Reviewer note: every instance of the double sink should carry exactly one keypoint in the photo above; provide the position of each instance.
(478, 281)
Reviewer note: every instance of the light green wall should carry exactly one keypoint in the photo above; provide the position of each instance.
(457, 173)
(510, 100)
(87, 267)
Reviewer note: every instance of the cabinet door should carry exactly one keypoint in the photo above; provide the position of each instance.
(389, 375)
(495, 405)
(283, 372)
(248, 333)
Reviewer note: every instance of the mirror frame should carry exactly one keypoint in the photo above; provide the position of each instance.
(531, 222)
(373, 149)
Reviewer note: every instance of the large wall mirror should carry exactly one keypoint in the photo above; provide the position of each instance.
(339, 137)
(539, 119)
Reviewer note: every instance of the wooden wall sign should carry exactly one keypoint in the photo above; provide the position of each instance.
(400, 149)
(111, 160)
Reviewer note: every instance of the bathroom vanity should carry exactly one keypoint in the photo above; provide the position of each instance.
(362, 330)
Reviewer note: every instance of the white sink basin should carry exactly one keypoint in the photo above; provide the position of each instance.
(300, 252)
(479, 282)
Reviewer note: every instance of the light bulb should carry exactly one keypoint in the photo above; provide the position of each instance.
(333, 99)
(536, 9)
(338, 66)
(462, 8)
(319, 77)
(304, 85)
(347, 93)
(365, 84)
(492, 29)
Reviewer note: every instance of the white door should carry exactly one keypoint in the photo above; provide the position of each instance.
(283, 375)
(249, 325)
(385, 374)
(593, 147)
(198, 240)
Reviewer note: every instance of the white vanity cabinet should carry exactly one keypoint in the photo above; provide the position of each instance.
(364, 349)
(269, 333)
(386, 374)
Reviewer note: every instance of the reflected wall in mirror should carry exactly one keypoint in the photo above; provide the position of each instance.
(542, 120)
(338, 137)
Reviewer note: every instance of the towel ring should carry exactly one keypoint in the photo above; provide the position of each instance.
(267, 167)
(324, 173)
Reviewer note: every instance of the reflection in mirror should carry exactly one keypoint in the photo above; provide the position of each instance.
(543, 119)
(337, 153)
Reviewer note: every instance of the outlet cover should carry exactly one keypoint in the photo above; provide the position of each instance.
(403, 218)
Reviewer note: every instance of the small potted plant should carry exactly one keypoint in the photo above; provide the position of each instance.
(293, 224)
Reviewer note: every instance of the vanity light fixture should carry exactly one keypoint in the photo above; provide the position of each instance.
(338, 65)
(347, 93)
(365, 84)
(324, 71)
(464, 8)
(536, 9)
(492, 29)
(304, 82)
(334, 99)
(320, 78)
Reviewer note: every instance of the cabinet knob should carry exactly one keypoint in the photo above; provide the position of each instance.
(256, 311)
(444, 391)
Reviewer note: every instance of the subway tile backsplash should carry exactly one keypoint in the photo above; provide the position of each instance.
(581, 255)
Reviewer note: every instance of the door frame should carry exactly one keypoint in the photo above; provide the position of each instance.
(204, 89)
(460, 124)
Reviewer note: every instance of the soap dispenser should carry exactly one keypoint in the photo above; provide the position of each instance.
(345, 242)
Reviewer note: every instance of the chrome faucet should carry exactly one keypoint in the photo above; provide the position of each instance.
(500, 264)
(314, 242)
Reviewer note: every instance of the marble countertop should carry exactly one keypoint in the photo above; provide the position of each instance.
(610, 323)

▶ [Problem description]: Please restate each record exactly as it reads.

▶ [Task output]:
Reviewer note: every instance of the double sink should carry exactly one keypoint in the photo above; provide the position of each instance.
(478, 281)
Reviewer note: every instance of the light green wall should carry exactly one keypoint in the photo above; provide the position of each instance.
(457, 173)
(510, 100)
(87, 267)
Reviewer note: every instance of the cabinet door should carry exactly one keypoint in the photo above; provide the position of each instance.
(389, 375)
(495, 405)
(283, 372)
(248, 333)
Reviewer note: every instance of the mirror frame should carry exactly one keypoint in the photo above; provide the position of each instance.
(531, 222)
(373, 149)
Reviewer note: every instance of the large wall mirror should carry exactly one keypoint in the photo above; provide the position of each instance.
(339, 137)
(539, 119)
Reviewer note: every instance of the wooden wall sign should carry exactly one keypoint in the photo above; provide the position of each instance.
(400, 149)
(111, 160)
Reviewer note: every instance of the bathroom vanity should carry exactly one keypoint in the photo above; provide the position of each instance.
(362, 330)
Reviewer note: every instance of the white sink basin should carry exactly one keypoint in the photo above; provide the position of each instance.
(300, 252)
(479, 282)
Reviewer note: every instance of the light bulb should carry exactly one keypoint in the photo above; provide the position of each instance.
(333, 99)
(536, 9)
(338, 66)
(462, 8)
(319, 77)
(304, 85)
(347, 93)
(365, 84)
(492, 29)
Reviewer note: every instance of the white door should carry exactly one keypoint in the photo above; provide the position of each instance.
(283, 375)
(249, 325)
(385, 374)
(593, 147)
(198, 240)
Reviewer note: every instance of the white vanity cabinet should carry exactly one keypoint in the photo above; provide the position of each instance.
(364, 349)
(269, 333)
(386, 374)
Reviewer note: every instance of the reflected wall in mirror should carry exactly one keypoint in the photo above; provide the position of each instance.
(542, 120)
(338, 137)
Reviewer note: every instance of the towel ring should carry exactly one keypoint in the photo above; provide the position of each instance.
(267, 167)
(324, 173)
Reviewer note: every instance of the reflection in mirror should carry exactly one keypoint in the photo above; provide the position of each instance.
(543, 119)
(337, 153)
Reviewer note: every instance of the outlet cover should carry exactly one keypoint in the photo above; provide the position of each instance.
(403, 218)
Reviewer note: every instance of the small potted plant should carry exactly one keypoint in the photo above; provide the position of each instance.
(293, 224)
Reviewer note: every instance of the vanity light fixture should carry exactly one keypoint in the photo above; provide the position of each instance.
(338, 65)
(347, 93)
(365, 84)
(324, 71)
(464, 8)
(536, 9)
(492, 29)
(304, 82)
(334, 99)
(320, 78)
Reviewer note: every instance of the cabinet knob should carry exactly one keypoint in the photo above; provide the position of each instance.
(256, 311)
(444, 391)
Reviewer note: every instance of the subway tile backsplash should carry exactly one keypoint in the photo above; provide the position of each instance.
(581, 255)
Reviewer note: every instance of the door frame should carry exactly one keypoint in the photo above; provide the position of each instance.
(204, 89)
(460, 124)
Reviewer note: every instance of the soap dispenser should carry exactly one keypoint in the photo above; provide the position of each instance.
(345, 242)
Reviewer note: every instance of the chrome faucet should carry exactly one keypoint in the photo above; provide the position of each instance.
(500, 264)
(314, 242)
Reviewer note: every instance of the marble countertop should carry exactly one keypoint in the photo above; provide the position of each instance.
(610, 323)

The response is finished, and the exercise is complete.